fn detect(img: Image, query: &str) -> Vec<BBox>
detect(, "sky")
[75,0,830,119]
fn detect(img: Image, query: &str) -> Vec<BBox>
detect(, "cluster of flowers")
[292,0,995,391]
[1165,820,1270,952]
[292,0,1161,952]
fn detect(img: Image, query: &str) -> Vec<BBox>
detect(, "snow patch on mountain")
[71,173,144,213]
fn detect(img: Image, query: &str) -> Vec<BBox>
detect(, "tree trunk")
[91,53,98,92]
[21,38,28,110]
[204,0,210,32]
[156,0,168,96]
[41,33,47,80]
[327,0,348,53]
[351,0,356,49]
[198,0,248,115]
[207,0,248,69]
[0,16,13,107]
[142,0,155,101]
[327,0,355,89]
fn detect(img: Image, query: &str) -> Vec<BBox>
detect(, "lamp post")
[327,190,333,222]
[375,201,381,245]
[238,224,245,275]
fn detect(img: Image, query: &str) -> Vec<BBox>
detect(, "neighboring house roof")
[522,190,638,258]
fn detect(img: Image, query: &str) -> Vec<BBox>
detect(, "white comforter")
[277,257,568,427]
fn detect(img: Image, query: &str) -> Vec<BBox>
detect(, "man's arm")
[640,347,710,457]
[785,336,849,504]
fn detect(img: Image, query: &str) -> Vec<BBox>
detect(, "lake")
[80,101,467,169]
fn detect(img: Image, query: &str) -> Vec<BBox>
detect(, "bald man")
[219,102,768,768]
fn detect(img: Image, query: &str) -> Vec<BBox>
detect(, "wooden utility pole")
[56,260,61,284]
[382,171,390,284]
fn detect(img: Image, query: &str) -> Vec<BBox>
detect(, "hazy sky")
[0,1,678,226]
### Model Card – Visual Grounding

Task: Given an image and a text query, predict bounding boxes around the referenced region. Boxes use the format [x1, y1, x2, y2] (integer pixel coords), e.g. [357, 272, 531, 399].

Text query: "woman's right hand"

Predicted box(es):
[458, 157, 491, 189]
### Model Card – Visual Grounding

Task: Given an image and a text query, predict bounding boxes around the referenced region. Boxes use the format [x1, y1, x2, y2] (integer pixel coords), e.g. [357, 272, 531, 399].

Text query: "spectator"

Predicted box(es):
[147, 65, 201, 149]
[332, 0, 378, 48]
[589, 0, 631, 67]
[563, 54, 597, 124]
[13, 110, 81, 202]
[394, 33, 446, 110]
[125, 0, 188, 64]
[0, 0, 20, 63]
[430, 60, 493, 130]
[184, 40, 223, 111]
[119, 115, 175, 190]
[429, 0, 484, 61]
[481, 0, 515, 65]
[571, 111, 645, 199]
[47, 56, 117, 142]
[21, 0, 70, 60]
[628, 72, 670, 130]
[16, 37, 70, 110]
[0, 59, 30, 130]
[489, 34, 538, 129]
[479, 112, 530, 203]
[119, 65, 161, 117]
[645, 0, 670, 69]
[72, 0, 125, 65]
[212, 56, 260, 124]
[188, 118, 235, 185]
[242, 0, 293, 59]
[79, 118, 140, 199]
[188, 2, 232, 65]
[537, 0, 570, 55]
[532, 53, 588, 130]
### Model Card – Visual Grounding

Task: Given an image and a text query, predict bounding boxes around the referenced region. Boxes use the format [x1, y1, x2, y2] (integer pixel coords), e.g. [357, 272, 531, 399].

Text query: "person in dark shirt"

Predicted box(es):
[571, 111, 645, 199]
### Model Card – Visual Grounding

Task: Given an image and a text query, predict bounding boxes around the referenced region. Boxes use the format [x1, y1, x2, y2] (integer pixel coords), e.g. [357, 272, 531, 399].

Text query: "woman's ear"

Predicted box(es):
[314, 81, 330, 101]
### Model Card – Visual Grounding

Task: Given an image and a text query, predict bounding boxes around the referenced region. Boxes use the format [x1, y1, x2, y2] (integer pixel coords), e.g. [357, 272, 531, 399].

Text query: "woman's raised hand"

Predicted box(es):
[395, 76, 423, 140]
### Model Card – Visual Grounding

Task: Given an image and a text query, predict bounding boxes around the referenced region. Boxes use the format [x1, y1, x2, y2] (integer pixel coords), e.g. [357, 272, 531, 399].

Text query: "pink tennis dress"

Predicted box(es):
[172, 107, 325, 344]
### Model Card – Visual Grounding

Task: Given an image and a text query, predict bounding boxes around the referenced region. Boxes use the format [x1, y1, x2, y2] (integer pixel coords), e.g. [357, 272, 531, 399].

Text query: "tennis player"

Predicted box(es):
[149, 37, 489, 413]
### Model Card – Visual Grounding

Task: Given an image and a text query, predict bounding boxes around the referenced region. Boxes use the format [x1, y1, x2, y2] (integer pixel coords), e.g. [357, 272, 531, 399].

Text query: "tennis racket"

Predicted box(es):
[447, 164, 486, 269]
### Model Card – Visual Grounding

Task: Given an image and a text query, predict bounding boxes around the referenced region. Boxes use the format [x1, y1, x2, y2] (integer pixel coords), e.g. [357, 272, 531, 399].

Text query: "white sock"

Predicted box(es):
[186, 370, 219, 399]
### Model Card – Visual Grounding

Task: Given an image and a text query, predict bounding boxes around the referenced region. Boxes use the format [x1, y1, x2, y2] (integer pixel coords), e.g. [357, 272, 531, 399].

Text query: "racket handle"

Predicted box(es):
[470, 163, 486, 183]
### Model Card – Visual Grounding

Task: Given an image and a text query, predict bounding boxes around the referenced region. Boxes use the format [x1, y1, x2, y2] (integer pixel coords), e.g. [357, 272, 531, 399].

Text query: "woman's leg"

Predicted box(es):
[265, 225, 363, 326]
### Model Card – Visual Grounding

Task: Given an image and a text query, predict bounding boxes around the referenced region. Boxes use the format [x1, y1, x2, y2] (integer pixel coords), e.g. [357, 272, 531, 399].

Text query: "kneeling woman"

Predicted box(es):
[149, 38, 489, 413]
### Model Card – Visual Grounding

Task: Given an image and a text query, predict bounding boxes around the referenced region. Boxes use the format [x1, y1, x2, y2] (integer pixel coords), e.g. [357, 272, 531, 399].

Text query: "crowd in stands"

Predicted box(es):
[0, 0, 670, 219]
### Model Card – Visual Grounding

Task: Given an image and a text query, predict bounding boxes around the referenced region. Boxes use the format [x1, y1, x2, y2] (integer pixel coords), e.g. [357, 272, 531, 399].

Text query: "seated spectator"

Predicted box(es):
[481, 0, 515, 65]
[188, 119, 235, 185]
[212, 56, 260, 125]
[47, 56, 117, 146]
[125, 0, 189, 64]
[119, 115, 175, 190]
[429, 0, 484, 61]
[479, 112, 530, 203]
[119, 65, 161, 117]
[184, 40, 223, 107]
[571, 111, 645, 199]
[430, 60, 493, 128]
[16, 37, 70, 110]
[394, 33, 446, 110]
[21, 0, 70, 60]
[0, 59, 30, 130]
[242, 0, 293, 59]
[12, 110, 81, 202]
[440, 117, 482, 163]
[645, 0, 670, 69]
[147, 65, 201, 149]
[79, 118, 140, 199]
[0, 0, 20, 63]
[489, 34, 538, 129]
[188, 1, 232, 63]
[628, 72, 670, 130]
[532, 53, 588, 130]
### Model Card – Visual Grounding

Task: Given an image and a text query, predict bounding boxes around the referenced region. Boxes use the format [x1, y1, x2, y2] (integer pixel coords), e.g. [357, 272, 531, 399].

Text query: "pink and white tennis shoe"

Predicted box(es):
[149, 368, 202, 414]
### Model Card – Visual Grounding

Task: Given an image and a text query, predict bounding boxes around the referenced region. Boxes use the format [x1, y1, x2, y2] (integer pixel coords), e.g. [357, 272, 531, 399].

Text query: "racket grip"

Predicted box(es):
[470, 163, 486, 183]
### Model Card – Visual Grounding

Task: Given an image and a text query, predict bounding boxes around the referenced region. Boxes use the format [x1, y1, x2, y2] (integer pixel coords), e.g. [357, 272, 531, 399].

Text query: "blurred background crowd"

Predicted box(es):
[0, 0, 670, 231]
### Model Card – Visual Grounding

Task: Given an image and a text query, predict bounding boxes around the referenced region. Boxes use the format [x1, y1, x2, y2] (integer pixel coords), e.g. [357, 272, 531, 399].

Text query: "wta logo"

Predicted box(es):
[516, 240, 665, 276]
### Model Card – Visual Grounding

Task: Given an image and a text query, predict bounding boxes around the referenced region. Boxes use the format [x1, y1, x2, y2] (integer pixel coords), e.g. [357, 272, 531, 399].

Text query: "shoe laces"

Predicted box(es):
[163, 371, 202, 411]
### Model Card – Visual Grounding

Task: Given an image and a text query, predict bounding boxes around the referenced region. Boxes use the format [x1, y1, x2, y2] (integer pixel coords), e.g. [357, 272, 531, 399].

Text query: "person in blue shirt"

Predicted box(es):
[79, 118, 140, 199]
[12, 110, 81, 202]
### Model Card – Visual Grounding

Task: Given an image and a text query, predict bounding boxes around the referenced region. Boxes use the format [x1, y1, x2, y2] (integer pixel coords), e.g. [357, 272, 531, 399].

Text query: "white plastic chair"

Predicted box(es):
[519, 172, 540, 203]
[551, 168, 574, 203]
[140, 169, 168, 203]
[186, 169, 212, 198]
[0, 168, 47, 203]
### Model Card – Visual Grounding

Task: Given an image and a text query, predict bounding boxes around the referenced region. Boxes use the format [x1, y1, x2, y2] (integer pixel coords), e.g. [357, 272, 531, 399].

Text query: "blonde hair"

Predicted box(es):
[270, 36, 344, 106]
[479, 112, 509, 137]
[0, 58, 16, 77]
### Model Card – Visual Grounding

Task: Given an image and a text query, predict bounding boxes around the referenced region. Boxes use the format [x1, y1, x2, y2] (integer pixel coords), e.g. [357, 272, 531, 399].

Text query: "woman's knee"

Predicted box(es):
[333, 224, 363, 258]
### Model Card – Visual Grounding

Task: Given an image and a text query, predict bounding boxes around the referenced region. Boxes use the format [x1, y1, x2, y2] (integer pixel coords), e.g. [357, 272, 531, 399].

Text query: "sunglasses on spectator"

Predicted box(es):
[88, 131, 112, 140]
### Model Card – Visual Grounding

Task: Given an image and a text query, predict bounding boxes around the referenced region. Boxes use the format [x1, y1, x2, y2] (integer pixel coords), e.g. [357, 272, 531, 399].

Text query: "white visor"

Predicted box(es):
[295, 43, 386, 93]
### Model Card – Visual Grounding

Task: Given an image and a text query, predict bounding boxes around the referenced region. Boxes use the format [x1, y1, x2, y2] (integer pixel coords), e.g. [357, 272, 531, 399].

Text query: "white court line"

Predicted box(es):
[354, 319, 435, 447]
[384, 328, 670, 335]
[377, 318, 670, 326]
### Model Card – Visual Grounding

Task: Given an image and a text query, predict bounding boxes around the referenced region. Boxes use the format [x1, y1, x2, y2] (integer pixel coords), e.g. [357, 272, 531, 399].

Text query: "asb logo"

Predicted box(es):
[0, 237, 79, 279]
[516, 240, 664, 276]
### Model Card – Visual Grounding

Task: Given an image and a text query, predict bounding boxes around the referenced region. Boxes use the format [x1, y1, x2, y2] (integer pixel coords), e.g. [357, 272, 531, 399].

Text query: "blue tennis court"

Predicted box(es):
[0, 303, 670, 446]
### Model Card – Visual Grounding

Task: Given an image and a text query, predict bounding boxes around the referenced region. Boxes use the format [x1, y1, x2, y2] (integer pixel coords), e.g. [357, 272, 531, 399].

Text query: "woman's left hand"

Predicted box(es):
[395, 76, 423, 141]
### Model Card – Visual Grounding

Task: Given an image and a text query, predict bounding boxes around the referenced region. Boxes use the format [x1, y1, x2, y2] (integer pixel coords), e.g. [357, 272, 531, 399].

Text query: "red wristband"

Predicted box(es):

> **TO DO**
Could you duplicate the lines from the start of the records through the line holding "[71,173,144,213]", both ends included, exactly as they appear?

> **ANSWER TO THIS EXERCISE**
fn detect(img: Image, query: &str) -> Vec<BBox>
detect(, "sky")
[75,0,830,119]
fn detect(img: Image, query: &str) -> Vec<BBox>
detect(, "cluster of flowers")
[292,0,995,391]
[1165,820,1270,952]
[292,0,1161,952]
fn detect(img: Image, query: &str) -> Vec<BBox>
detect(, "snow patch on mountain")
[71,173,144,213]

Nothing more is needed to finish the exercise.